Exercise:
The line containing "Where can the white bench" marks the start of the required copy, which runs to the final line of the entries; return those lines exactly, without any pictures.

Records for the exercise:
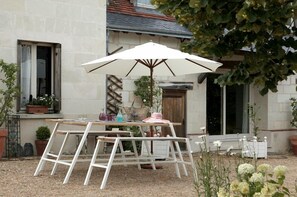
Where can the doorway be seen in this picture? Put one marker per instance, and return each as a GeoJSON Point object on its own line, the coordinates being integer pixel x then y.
{"type": "Point", "coordinates": [174, 109]}
{"type": "Point", "coordinates": [226, 108]}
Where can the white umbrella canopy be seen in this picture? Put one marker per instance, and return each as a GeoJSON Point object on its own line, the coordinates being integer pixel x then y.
{"type": "Point", "coordinates": [151, 59]}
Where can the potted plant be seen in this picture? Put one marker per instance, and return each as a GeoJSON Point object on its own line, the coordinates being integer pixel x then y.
{"type": "Point", "coordinates": [42, 135]}
{"type": "Point", "coordinates": [254, 148]}
{"type": "Point", "coordinates": [293, 138]}
{"type": "Point", "coordinates": [8, 93]}
{"type": "Point", "coordinates": [40, 104]}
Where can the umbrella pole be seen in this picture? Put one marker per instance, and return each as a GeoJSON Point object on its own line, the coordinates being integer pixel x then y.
{"type": "Point", "coordinates": [151, 105]}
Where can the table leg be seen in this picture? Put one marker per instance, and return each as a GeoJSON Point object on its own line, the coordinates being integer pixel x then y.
{"type": "Point", "coordinates": [46, 150]}
{"type": "Point", "coordinates": [174, 159]}
{"type": "Point", "coordinates": [109, 164]}
{"type": "Point", "coordinates": [178, 149]}
{"type": "Point", "coordinates": [146, 143]}
{"type": "Point", "coordinates": [59, 154]}
{"type": "Point", "coordinates": [191, 158]}
{"type": "Point", "coordinates": [77, 153]}
{"type": "Point", "coordinates": [92, 163]}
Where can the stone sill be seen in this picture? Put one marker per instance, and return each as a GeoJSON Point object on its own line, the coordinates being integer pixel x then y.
{"type": "Point", "coordinates": [24, 116]}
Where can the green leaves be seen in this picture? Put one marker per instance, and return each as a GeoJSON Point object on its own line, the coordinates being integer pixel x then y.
{"type": "Point", "coordinates": [221, 28]}
{"type": "Point", "coordinates": [10, 91]}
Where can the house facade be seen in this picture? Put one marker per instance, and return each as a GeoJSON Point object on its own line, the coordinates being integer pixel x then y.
{"type": "Point", "coordinates": [51, 39]}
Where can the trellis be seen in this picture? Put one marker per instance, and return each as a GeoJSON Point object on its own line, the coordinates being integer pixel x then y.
{"type": "Point", "coordinates": [114, 95]}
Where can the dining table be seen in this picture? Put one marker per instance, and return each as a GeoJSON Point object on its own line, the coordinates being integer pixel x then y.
{"type": "Point", "coordinates": [88, 128]}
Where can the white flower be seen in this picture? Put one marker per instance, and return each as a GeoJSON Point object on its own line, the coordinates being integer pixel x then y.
{"type": "Point", "coordinates": [217, 143]}
{"type": "Point", "coordinates": [280, 171]}
{"type": "Point", "coordinates": [234, 186]}
{"type": "Point", "coordinates": [199, 143]}
{"type": "Point", "coordinates": [257, 178]}
{"type": "Point", "coordinates": [201, 136]}
{"type": "Point", "coordinates": [264, 168]}
{"type": "Point", "coordinates": [243, 188]}
{"type": "Point", "coordinates": [222, 192]}
{"type": "Point", "coordinates": [246, 168]}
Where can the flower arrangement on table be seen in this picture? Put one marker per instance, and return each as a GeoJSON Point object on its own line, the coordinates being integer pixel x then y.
{"type": "Point", "coordinates": [41, 104]}
{"type": "Point", "coordinates": [258, 181]}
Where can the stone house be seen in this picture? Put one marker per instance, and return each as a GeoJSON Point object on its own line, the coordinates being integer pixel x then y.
{"type": "Point", "coordinates": [65, 34]}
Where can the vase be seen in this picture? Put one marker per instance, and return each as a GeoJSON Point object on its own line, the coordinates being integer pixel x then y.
{"type": "Point", "coordinates": [40, 146]}
{"type": "Point", "coordinates": [293, 142]}
{"type": "Point", "coordinates": [36, 109]}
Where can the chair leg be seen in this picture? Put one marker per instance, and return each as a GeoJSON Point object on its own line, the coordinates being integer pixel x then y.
{"type": "Point", "coordinates": [172, 151]}
{"type": "Point", "coordinates": [59, 154]}
{"type": "Point", "coordinates": [93, 160]}
{"type": "Point", "coordinates": [109, 164]}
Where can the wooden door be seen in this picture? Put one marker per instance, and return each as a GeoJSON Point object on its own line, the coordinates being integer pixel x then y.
{"type": "Point", "coordinates": [174, 109]}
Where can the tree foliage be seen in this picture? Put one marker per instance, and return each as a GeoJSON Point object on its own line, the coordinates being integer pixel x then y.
{"type": "Point", "coordinates": [264, 29]}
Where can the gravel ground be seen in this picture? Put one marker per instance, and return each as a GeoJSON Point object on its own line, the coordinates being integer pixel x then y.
{"type": "Point", "coordinates": [16, 179]}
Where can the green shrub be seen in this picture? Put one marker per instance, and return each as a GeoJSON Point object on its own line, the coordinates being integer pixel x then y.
{"type": "Point", "coordinates": [43, 133]}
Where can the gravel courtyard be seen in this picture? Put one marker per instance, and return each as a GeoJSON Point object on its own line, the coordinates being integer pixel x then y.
{"type": "Point", "coordinates": [16, 179]}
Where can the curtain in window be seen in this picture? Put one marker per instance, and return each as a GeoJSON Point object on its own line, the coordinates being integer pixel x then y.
{"type": "Point", "coordinates": [26, 64]}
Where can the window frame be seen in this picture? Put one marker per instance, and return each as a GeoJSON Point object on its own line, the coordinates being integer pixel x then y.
{"type": "Point", "coordinates": [55, 70]}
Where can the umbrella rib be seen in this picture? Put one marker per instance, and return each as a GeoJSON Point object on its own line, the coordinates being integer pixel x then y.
{"type": "Point", "coordinates": [101, 66]}
{"type": "Point", "coordinates": [199, 64]}
{"type": "Point", "coordinates": [164, 60]}
{"type": "Point", "coordinates": [132, 68]}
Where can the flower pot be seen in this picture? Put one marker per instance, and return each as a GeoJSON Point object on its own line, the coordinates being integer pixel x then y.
{"type": "Point", "coordinates": [3, 135]}
{"type": "Point", "coordinates": [40, 146]}
{"type": "Point", "coordinates": [293, 142]}
{"type": "Point", "coordinates": [36, 109]}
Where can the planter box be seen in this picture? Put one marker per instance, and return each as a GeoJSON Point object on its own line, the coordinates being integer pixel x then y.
{"type": "Point", "coordinates": [36, 109]}
{"type": "Point", "coordinates": [255, 148]}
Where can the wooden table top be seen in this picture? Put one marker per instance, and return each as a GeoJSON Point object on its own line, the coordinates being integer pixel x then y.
{"type": "Point", "coordinates": [108, 123]}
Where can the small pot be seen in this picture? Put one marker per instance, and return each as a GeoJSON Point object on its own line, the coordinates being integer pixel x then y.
{"type": "Point", "coordinates": [293, 142]}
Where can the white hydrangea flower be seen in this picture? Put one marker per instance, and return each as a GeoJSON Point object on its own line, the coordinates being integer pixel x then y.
{"type": "Point", "coordinates": [264, 168]}
{"type": "Point", "coordinates": [217, 143]}
{"type": "Point", "coordinates": [280, 171]}
{"type": "Point", "coordinates": [246, 168]}
{"type": "Point", "coordinates": [234, 186]}
{"type": "Point", "coordinates": [222, 192]}
{"type": "Point", "coordinates": [257, 178]}
{"type": "Point", "coordinates": [243, 188]}
{"type": "Point", "coordinates": [199, 143]}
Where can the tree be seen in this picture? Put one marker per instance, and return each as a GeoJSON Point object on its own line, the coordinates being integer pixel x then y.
{"type": "Point", "coordinates": [263, 29]}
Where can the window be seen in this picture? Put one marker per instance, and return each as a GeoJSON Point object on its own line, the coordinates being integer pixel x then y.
{"type": "Point", "coordinates": [40, 71]}
{"type": "Point", "coordinates": [226, 108]}
{"type": "Point", "coordinates": [144, 3]}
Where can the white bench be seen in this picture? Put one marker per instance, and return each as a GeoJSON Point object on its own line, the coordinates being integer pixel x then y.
{"type": "Point", "coordinates": [57, 158]}
{"type": "Point", "coordinates": [136, 159]}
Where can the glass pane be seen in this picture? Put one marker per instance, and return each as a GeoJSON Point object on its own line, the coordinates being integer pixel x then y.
{"type": "Point", "coordinates": [26, 66]}
{"type": "Point", "coordinates": [44, 59]}
{"type": "Point", "coordinates": [214, 106]}
{"type": "Point", "coordinates": [146, 2]}
{"type": "Point", "coordinates": [236, 103]}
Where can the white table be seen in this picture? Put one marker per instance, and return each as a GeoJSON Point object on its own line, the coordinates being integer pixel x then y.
{"type": "Point", "coordinates": [56, 158]}
{"type": "Point", "coordinates": [149, 159]}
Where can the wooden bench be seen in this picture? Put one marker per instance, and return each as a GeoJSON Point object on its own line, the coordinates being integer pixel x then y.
{"type": "Point", "coordinates": [136, 159]}
{"type": "Point", "coordinates": [56, 158]}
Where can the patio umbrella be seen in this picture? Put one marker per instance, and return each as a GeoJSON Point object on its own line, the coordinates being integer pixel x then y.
{"type": "Point", "coordinates": [151, 59]}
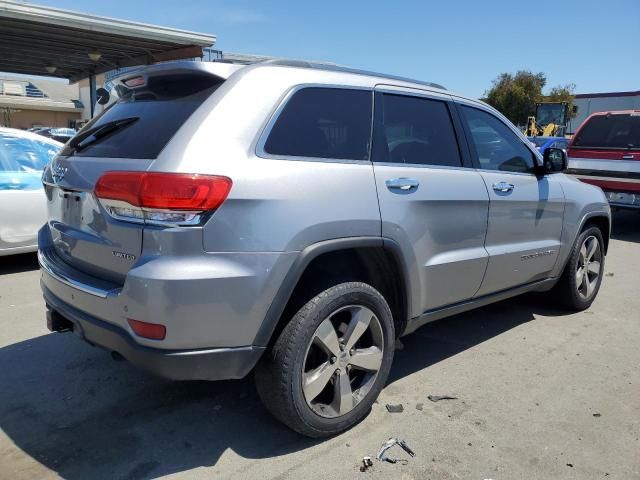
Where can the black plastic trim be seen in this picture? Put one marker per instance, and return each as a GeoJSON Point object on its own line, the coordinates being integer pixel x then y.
{"type": "Point", "coordinates": [456, 308]}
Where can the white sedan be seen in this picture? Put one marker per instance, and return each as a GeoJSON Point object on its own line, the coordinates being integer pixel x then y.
{"type": "Point", "coordinates": [23, 156]}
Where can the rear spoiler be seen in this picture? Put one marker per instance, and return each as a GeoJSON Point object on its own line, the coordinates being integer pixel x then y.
{"type": "Point", "coordinates": [138, 78]}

Solution for this task:
Where can the white bench be seen in this picture? Put one marker per instance, and return each as a GeoJSON Point object on its own line, the coordinates being integer pixel x then y.
{"type": "Point", "coordinates": [57, 158]}
{"type": "Point", "coordinates": [136, 159]}
Where can the glass pane be seen in this picture? Put one marker per instance, and return each as a GeoJSON Point object on its own line, the coordinates being integer pixel x then y.
{"type": "Point", "coordinates": [26, 66]}
{"type": "Point", "coordinates": [44, 59]}
{"type": "Point", "coordinates": [214, 106]}
{"type": "Point", "coordinates": [146, 2]}
{"type": "Point", "coordinates": [236, 103]}
Where can the white table be seen in this picture? Put one marker per instance, and return each as a GeoJSON Point object on its own line, the coordinates being integer pixel x then y.
{"type": "Point", "coordinates": [56, 158]}
{"type": "Point", "coordinates": [149, 159]}
Where can the wooden bench be seen in this picture? Put one marker per instance, and return each as a GeoJSON Point object on its own line, the coordinates being integer pixel x then y.
{"type": "Point", "coordinates": [136, 159]}
{"type": "Point", "coordinates": [56, 158]}
Where can the patio umbrella be seen in this picture? Put one marker per instance, and return each as a GeoJSON Point object on its own line, the coordinates being integer pixel x then y.
{"type": "Point", "coordinates": [151, 59]}
Where can the black plastic trim be seen in this picture? Put one marker per instance, and return each as a GeoJSON Point object on its own line, the coordinates being integer pixel x then y.
{"type": "Point", "coordinates": [456, 308]}
Where can the white sedan be seen in this picture? Put one marker per instance, and return each as a GeoJSON Point object on its own line, the coordinates being integer pixel x then y.
{"type": "Point", "coordinates": [23, 156]}
Where can the rear spoiler be seen in this picture? Put one marker per instance, and return each as a GeoJSON Point object on its own line, the coordinates being integer pixel x then y.
{"type": "Point", "coordinates": [138, 78]}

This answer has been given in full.